• **EXTRACT**
/---
Rehabilitation after sensory deprivation: examples from spinal cord injuries and tinnitus.

séminaire clis linnmann
  • picto date16/11/2023
  • picto placeCHUV | Auditoire Mathias Mayor
  • picto heure17:00 - 18:00

After a spinal cord injury, there is rapid atrophy of the spinal cord beyond the lesion, with evidence of disruption of the corticospinal tracts and reductions in somatotopically distinct gray matter regions of sensory and motor cortices. Patients with spinal cord injuries often experience neuropathic pain below the lesion level that is difficult to manage. The below-level pain is perceived in regions of anesthesia or hypoesthesia and is commonly described as sharp, burning, electrical, stabbing, or pins-and-needles. Since below-level pain persists despite complete (surgically transected) spinal lesions, it has been considered a form of phantom pain.

  • First, evidence will be presented that Cognitive Multisensory Rehabilitation (CMR), an intervention aimed at improving body awareness to reduce pain and improve sensorimotor recovery, led to significant neuropathic pain reduction and strengthened resting-state parietal operculum connectivity.
  • Second, evidence from a surgical treatment study will be presented, indicating that neuroelectrically guided DREZ microcoagulation alters a medial prefrontal-somatosensory-limbic network that is separate from classical pain pathways, suggesting that below-level SCI pain originates in hyperactive dorsal root entry zones and can be relayed to the brain via the sympathetic ganglion chain.
  • Third, preliminary results in another form of phantom experience, tinnitus, will be discussed. Results from our second clinical trial on a form of auditory mirror therapy for tinnitus will be presented. The hope is to then have a larger discussion on potential models for how we react to deprivation of sensory stimuli and whether multisensory integration mechanisms can be a treatment target.

Clas Linnman, Ph.D.
\---
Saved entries
/---
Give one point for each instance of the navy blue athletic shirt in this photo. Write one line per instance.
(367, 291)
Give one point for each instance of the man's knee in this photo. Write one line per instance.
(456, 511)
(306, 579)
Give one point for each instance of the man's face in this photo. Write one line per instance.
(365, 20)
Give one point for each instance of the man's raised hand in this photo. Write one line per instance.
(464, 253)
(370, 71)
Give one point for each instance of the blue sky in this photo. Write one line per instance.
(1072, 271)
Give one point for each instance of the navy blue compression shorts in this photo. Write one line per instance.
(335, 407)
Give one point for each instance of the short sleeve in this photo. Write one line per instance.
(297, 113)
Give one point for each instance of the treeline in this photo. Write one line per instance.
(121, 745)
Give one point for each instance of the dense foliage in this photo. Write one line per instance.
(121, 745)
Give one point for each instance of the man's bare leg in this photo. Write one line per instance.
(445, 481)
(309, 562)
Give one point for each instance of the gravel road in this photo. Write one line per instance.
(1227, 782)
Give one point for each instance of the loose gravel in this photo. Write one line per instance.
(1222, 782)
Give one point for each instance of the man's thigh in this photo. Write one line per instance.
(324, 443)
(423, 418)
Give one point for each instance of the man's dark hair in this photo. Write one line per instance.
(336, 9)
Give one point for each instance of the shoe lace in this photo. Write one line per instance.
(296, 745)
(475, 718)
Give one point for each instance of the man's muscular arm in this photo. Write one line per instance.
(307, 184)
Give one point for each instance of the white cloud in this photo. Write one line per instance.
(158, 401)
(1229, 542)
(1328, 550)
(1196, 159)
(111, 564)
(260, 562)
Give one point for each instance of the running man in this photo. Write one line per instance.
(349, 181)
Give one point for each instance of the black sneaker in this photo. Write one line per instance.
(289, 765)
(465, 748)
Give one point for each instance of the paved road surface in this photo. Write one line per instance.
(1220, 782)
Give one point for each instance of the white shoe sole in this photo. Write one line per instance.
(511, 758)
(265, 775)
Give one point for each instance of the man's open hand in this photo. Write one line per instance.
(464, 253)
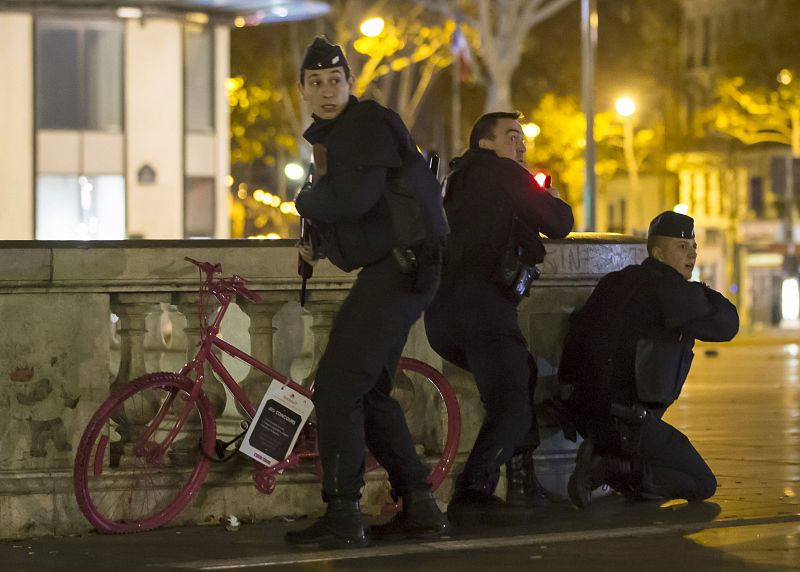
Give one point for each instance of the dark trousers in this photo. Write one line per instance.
(673, 469)
(475, 327)
(676, 469)
(352, 398)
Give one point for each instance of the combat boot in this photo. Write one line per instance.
(341, 527)
(593, 470)
(419, 518)
(522, 486)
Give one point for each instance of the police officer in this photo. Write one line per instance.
(495, 211)
(627, 355)
(377, 207)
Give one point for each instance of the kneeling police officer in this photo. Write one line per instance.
(626, 357)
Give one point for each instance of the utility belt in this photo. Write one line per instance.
(516, 269)
(422, 262)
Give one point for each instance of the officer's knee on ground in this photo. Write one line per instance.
(707, 487)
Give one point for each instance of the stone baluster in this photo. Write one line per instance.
(132, 310)
(323, 308)
(262, 332)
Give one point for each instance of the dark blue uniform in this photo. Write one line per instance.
(651, 301)
(472, 321)
(377, 194)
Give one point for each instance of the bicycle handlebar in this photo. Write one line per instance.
(233, 283)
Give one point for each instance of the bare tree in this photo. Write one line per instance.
(503, 26)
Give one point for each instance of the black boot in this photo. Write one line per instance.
(420, 518)
(522, 486)
(341, 527)
(592, 471)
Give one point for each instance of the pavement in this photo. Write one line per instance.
(741, 409)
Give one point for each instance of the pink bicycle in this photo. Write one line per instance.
(148, 448)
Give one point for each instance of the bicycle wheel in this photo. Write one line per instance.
(137, 465)
(432, 413)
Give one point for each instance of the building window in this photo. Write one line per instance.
(80, 208)
(78, 75)
(198, 208)
(757, 196)
(198, 78)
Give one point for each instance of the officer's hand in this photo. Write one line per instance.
(306, 253)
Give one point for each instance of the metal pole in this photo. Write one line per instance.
(788, 233)
(456, 109)
(588, 48)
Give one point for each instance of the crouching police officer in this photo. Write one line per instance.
(627, 355)
(377, 207)
(495, 211)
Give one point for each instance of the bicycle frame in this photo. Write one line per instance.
(264, 474)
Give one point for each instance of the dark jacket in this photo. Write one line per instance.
(483, 193)
(378, 192)
(650, 301)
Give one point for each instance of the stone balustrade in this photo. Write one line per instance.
(80, 318)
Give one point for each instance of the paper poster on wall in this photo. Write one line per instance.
(279, 419)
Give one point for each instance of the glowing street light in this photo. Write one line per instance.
(373, 27)
(294, 171)
(625, 106)
(531, 130)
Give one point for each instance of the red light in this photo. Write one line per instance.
(542, 179)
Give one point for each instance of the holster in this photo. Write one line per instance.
(516, 269)
(628, 420)
(422, 262)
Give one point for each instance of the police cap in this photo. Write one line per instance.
(670, 223)
(321, 54)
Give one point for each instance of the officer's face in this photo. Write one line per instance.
(680, 253)
(508, 141)
(326, 91)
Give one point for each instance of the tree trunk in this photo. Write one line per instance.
(498, 96)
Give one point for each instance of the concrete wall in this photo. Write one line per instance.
(59, 354)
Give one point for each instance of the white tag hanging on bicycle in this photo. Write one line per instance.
(279, 419)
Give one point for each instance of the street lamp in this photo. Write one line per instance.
(372, 27)
(531, 131)
(294, 171)
(626, 108)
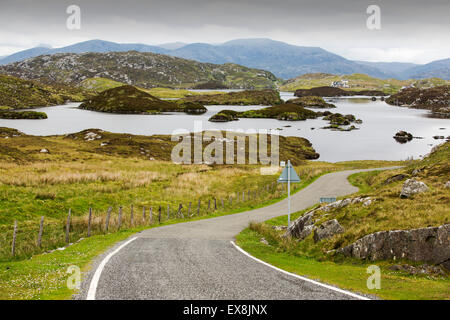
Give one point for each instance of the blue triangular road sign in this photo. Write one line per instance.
(292, 174)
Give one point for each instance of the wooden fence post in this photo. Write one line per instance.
(143, 215)
(13, 246)
(131, 216)
(120, 218)
(180, 213)
(108, 216)
(41, 230)
(89, 222)
(150, 213)
(68, 226)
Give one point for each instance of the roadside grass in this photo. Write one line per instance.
(43, 276)
(387, 212)
(349, 275)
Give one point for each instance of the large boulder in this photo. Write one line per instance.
(425, 244)
(301, 227)
(327, 230)
(403, 137)
(411, 187)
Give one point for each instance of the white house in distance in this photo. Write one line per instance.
(340, 84)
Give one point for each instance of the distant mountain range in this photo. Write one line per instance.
(284, 60)
(143, 69)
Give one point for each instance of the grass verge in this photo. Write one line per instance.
(348, 275)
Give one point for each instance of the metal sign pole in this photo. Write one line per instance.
(289, 193)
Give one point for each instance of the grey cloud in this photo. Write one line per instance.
(334, 25)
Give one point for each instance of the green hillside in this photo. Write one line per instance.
(16, 93)
(357, 82)
(142, 69)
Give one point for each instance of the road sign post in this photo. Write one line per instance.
(289, 175)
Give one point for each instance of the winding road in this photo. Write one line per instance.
(197, 260)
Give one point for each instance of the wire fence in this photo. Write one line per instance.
(23, 240)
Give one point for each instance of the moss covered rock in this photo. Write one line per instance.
(128, 99)
(17, 93)
(192, 107)
(312, 102)
(22, 115)
(244, 98)
(435, 99)
(327, 91)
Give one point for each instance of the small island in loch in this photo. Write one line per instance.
(130, 100)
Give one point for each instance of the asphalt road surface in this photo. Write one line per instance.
(196, 260)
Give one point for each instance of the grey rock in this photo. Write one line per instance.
(297, 227)
(411, 187)
(327, 230)
(279, 228)
(422, 269)
(395, 178)
(430, 245)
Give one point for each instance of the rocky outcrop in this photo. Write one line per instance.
(327, 230)
(304, 225)
(327, 91)
(403, 137)
(411, 187)
(297, 228)
(395, 178)
(436, 99)
(430, 245)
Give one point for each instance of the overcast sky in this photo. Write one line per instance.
(411, 30)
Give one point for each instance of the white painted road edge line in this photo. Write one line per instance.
(354, 295)
(94, 282)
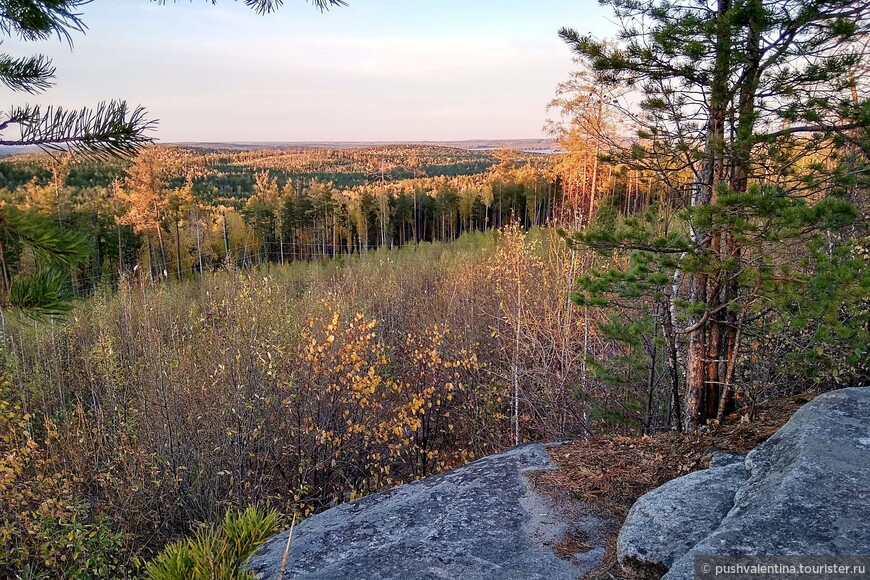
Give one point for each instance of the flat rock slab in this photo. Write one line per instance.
(481, 521)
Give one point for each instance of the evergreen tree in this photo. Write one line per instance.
(747, 105)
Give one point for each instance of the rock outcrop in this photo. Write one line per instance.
(803, 492)
(481, 521)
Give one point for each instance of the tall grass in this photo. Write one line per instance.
(307, 385)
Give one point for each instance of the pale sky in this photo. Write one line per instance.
(377, 70)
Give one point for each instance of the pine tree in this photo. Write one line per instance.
(746, 106)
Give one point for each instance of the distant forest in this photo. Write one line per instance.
(176, 212)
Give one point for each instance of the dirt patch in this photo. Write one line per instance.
(608, 474)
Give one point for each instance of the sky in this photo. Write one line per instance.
(376, 70)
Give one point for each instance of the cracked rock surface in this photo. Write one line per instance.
(477, 522)
(804, 491)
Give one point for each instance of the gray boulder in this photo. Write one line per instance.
(807, 493)
(481, 521)
(667, 522)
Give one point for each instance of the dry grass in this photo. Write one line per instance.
(609, 474)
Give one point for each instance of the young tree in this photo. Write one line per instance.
(750, 99)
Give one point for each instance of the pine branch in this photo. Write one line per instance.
(110, 129)
(268, 6)
(41, 295)
(49, 244)
(30, 74)
(40, 19)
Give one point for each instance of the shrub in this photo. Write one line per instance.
(216, 553)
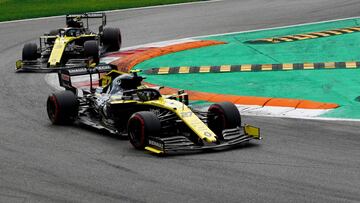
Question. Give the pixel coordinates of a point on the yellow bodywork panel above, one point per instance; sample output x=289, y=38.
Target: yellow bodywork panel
x=183, y=112
x=58, y=50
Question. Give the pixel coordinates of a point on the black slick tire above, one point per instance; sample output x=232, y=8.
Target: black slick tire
x=29, y=52
x=223, y=116
x=62, y=107
x=111, y=39
x=141, y=125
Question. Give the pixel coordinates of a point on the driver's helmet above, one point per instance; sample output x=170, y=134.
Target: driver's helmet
x=74, y=22
x=125, y=82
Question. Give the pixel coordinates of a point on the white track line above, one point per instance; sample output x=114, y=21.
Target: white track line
x=118, y=10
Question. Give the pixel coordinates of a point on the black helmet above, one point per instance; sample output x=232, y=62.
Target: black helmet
x=74, y=22
x=125, y=82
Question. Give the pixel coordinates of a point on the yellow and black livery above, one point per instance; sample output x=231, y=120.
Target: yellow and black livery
x=161, y=124
x=70, y=46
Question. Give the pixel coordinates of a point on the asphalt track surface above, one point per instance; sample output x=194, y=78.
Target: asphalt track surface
x=298, y=161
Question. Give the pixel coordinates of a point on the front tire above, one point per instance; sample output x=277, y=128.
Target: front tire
x=141, y=125
x=111, y=39
x=62, y=107
x=30, y=52
x=223, y=116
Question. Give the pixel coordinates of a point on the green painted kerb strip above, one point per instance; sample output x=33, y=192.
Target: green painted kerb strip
x=252, y=68
x=311, y=35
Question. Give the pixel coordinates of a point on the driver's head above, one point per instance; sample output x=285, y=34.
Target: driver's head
x=128, y=82
x=74, y=22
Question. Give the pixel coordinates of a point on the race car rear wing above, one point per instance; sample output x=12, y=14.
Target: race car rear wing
x=66, y=74
x=88, y=16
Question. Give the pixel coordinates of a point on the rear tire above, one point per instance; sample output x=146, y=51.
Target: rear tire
x=223, y=116
x=29, y=52
x=141, y=125
x=54, y=32
x=91, y=49
x=111, y=39
x=62, y=107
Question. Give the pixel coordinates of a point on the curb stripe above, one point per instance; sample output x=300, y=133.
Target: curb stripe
x=126, y=63
x=252, y=68
x=305, y=36
x=251, y=100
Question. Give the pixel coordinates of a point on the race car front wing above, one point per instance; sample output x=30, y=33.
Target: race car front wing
x=181, y=144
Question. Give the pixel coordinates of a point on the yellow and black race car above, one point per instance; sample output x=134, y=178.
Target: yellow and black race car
x=70, y=46
x=161, y=124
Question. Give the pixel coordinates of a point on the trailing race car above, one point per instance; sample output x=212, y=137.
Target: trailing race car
x=70, y=46
x=161, y=124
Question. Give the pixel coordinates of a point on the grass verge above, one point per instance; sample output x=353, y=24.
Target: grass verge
x=15, y=9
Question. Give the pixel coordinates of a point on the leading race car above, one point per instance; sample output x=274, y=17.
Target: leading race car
x=70, y=45
x=161, y=124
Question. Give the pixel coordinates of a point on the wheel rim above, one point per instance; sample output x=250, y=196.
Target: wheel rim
x=52, y=109
x=217, y=121
x=136, y=131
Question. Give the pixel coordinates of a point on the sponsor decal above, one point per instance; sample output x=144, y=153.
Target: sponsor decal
x=207, y=134
x=156, y=144
x=65, y=77
x=103, y=68
x=186, y=114
x=75, y=70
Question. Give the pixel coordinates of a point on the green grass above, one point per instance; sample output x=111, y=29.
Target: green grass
x=22, y=9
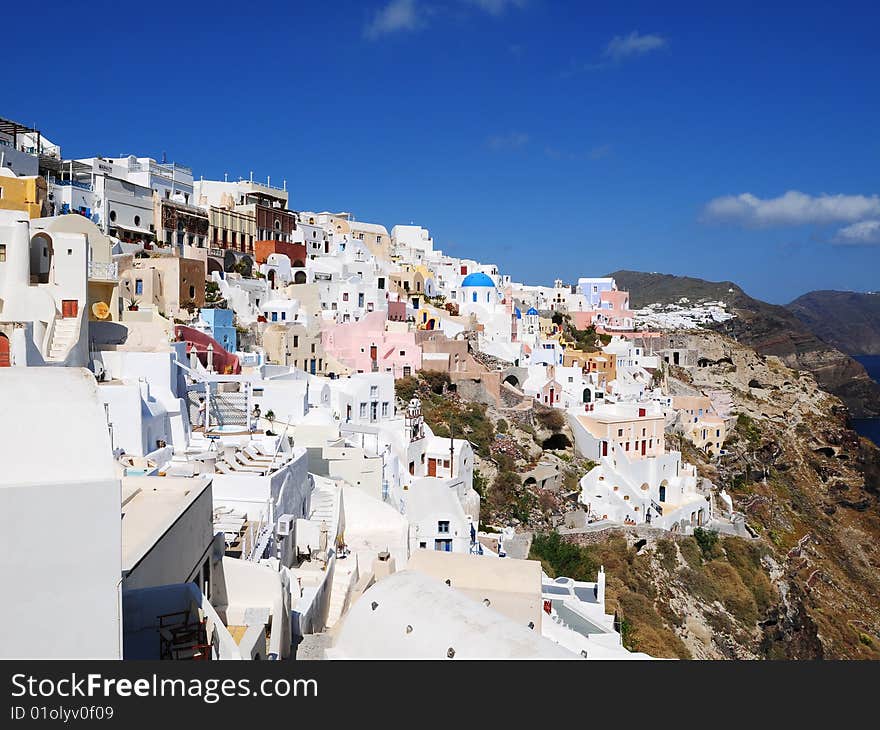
\---
• **PROBLEM TO SOLVE**
In the seminar announcement, why has below-level pain after a spinal cord injury been considered a form of phantom pain? The rows aren't needed here.

• **RESULT FOR THIS TASK**
Because it persists despite complete (surgically transected) spinal lesions.